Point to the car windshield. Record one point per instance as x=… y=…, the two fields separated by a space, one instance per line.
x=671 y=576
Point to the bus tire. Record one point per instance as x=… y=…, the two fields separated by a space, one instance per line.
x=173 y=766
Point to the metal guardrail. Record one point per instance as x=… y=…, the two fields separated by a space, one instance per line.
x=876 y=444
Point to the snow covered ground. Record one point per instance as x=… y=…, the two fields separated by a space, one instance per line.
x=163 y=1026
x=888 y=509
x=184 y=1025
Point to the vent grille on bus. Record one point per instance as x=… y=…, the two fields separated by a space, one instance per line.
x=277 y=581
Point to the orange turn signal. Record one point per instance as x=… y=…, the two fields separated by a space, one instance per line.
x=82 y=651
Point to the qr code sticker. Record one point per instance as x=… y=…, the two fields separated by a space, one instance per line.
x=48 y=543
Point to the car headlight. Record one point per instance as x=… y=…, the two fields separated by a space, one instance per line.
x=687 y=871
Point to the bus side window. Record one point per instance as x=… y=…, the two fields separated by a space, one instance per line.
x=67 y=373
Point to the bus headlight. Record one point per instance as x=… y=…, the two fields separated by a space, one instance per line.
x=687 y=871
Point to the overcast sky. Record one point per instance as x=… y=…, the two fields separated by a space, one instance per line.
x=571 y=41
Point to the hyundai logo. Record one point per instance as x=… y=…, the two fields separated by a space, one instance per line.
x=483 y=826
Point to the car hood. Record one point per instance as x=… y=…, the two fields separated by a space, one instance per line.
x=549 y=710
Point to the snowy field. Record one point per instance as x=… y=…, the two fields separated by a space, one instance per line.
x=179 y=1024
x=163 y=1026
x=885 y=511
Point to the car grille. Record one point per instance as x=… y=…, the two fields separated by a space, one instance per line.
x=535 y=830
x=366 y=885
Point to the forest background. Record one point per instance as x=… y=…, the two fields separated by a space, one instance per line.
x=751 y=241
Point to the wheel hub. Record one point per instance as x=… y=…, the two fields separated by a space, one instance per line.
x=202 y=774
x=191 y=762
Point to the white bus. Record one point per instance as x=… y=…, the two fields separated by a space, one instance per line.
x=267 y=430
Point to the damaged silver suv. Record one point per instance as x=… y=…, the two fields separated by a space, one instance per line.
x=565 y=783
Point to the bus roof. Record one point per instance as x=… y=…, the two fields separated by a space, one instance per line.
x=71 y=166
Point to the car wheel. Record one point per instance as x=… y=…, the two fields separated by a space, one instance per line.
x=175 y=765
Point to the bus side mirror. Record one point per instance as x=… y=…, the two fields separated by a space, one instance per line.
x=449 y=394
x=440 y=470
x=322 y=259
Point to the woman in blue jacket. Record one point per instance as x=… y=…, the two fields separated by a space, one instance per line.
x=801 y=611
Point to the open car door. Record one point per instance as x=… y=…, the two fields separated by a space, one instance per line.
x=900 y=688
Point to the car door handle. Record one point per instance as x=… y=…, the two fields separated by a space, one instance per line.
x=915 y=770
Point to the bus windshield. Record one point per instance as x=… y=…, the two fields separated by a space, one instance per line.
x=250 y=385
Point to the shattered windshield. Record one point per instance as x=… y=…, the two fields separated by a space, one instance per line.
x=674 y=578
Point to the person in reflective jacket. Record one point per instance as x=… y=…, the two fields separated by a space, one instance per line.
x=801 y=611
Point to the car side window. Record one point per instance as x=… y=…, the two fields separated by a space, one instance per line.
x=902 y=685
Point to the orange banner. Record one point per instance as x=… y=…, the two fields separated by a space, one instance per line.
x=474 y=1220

---+---

WRITTEN PROBLEM ▸
Rewrite every line of the records above as a Markdown table with the columns Row and Line, numbering each row and leaving out blank lines.

RESPONSE FOR THIS EXERCISE ▸
| Row | Line |
|---|---|
| 1 | Point to the car windshield. Record one point per instance as x=… y=…, the two fields separated by a space, one instance per line. |
| 2 | x=671 y=576 |
| 3 | Point to the bus tire. Record one point per instance as x=… y=…, the two fields separated by a space, one instance per line. |
| 4 | x=173 y=766 |
| 5 | Point to the metal guardrail. Record one point per instance as x=… y=…, the two fields separated by a space, one instance per line. |
| 6 | x=876 y=444 |
| 7 | Point to the snow covered ground. Record one point per instance as x=… y=…, the two fields separated by a space, one instance per line. |
| 8 | x=163 y=1026 |
| 9 | x=888 y=509 |
| 10 | x=184 y=1025 |
| 11 | Point to the vent grille on bus. Record one point per instance as x=… y=…, the two fields separated by a space, one instance per line. |
| 12 | x=277 y=581 |
| 13 | Point to the orange turn signal. Record one point per instance as x=… y=…, the two fields separated by a space, one instance per line. |
| 14 | x=82 y=651 |
| 15 | Point to the qr code sticker. Record one point per instance as x=… y=…, the two fields separated by a space, one instance per line. |
| 16 | x=48 y=543 |
| 17 | Point to the car headlight. Record one point per instance as x=… y=…, the two fields separated by a space, one instance per line. |
| 18 | x=687 y=871 |
| 19 | Point to the bus side window. Record one point per instance as x=… y=…, the two fields separated by a space, one instance per line. |
| 20 | x=67 y=373 |
| 21 | Point to the bus headlight. Record one point per instance as x=… y=…, the two fields separated by a space, one instance per line. |
| 22 | x=687 y=871 |
| 23 | Point to the overcast sky. Record one point per instance as x=… y=…, the two fields separated by a space, one instance per line. |
| 24 | x=571 y=41 |
| 25 | Point to the hyundai logo. Record one point per instance as x=… y=…, the two fields separated by a space, one instance per line. |
| 26 | x=483 y=826 |
| 27 | Point to the car hood. Record one point per instance as x=… y=…, the two fields separated by a space, one instance per line. |
| 28 | x=549 y=710 |
| 29 | Point to the snowy field. Record one point per instance as x=… y=…, the two fields separated by a space, one instance per line. |
| 30 | x=179 y=1024 |
| 31 | x=163 y=1026 |
| 32 | x=885 y=511 |
| 33 | Point to the car grille. Record one point per instance as x=… y=…, the two fields separated by a space, one instance per line. |
| 34 | x=535 y=830 |
| 35 | x=366 y=885 |
| 36 | Point to the forest background. Record one point per instance as x=… y=…, the two fields separated by a space, one instance per line. |
| 37 | x=751 y=241 |
| 38 | Point to the wheel hub. Record one point per instance as x=… y=…, the two fields separated by a space, one instance per line. |
| 39 | x=202 y=774 |
| 40 | x=191 y=762 |
| 41 | Point to the white bus. Record one point per instance as x=… y=…, the two fields separated by a space, one instance per line. |
| 42 | x=267 y=430 |
| 43 | Point to the damaged silver suv. Record one point per instance as x=… y=…, the two fields separated by a space, one instance per line. |
| 44 | x=565 y=783 |
| 45 | Point to the bus roof. Record one point per instance as x=… y=…, the two fields separated by a space, one instance per line. |
| 46 | x=71 y=166 |
| 47 | Point to the car wheel. Record one point per instance as x=… y=…, the two fields separated by a space, one instance per line. |
| 48 | x=175 y=765 |
| 49 | Point to the bus side mirror. Record one point per instance as x=… y=…, the two fields separated by a space, one instance per line. |
| 50 | x=449 y=394 |
| 51 | x=440 y=470 |
| 52 | x=322 y=259 |
| 53 | Point to the woman in blue jacket. Record one point per instance as x=… y=…, the two fields separated by a space, one instance per line. |
| 54 | x=801 y=611 |
| 55 | Point to the open car door. Record one point per instance as x=… y=…, the two fields separated by a space, one instance per line. |
| 56 | x=900 y=688 |
| 57 | Point to the car door handle. Record one point per instance as x=… y=…, the two fields separated by a space, one instance per line. |
| 58 | x=915 y=770 |
| 59 | Point to the bus windshield. Record one point per instance as x=… y=…, the two fields separated by a space, one instance per line. |
| 60 | x=250 y=385 |
| 61 | Point to the shattered windshield. Record one point per instance as x=… y=…, the two fields separated by a space, one instance per line. |
| 62 | x=674 y=578 |
| 63 | Point to the person in reflective jacket. Record one point per instance as x=… y=…, the two fields separated by a space, one instance per line. |
| 64 | x=801 y=611 |
| 65 | Point to the car side window. Record one point per instance as x=… y=…, the two fields separated by a space, one instance per line. |
| 66 | x=902 y=685 |
| 67 | Point to the orange banner. Record one point per instance as x=… y=…, the two fields separated by a space, one instance per line. |
| 68 | x=474 y=1220 |